Exercise details: Reproduce the records below exactly as they appear.

Excerpted data:
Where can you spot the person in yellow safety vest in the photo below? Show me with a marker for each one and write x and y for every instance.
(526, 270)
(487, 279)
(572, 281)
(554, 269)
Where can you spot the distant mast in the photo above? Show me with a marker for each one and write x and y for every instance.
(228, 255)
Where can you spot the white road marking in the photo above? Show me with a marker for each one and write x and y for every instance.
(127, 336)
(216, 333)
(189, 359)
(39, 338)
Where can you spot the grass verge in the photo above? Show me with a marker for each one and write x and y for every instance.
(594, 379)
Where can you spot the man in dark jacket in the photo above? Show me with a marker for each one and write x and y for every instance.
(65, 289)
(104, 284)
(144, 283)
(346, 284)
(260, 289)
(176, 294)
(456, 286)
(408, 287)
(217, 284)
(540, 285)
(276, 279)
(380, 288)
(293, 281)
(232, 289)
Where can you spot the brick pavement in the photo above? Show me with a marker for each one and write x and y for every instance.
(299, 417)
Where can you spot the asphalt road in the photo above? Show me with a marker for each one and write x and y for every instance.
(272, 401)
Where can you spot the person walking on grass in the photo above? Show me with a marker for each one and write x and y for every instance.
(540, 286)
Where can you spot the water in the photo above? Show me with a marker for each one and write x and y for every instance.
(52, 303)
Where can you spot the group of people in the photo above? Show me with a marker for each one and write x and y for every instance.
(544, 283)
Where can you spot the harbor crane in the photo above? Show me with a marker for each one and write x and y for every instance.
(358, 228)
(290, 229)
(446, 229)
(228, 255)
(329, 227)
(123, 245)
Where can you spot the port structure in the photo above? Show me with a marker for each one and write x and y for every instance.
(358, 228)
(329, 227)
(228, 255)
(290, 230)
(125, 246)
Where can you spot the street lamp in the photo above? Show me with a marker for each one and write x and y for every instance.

Answer to this task:
Where can you spot the person in yellow safety vest in the photo below? Show me with a marker for each one and write x and y for every instance.
(526, 270)
(487, 279)
(572, 281)
(554, 269)
Where can you spot the distant mast in the photo above? Show me with a marker for each one and write x and y for every instance.
(228, 255)
Where can you spot the white road marking in the photo above? Show me with a marker for each one and write x and y for every instance.
(127, 336)
(216, 333)
(189, 359)
(39, 338)
Where can you spot the grass verge in the photo above? Show me with a marker for each one and write x and y for every instance.
(594, 379)
Where can you spot the man in dark jacket in the photo above? Show me with a marker for each one and write x and y for every instance.
(65, 289)
(104, 284)
(144, 283)
(346, 284)
(260, 289)
(176, 294)
(456, 286)
(408, 287)
(217, 284)
(540, 285)
(276, 279)
(380, 288)
(293, 281)
(232, 289)
Where can you spot the brick pavement in the photo above? Show me with a marker for each one and write x and y for every instance.
(299, 417)
Where can you spot the asphalt road in the photo above? Show me with a marker for each one and write x and y for every instance.
(272, 401)
Where can you spot the person walking on grass in the photo above? Show me with a marker for each one and write x and y for every instance.
(540, 286)
Where can you spot the water in the photo above? Show me with a marker for each one and write x and y for every instance.
(52, 303)
Where can you spot the group of people in the photo above? Show me with a marker for each one and write x and y for every instance.
(544, 283)
Where can you spot the harbor crane in the photo above? Show me with a marker for each one and write x and y for every instance.
(358, 228)
(290, 229)
(446, 229)
(228, 255)
(329, 227)
(123, 245)
Where can you spot the port structure in the photo above? Show me with a marker for each one and write x and y for every instance.
(358, 228)
(329, 227)
(228, 255)
(290, 230)
(125, 246)
Where can you spot the street lamp in the photo above? Show me with a marker for each one and write x and y for every instance.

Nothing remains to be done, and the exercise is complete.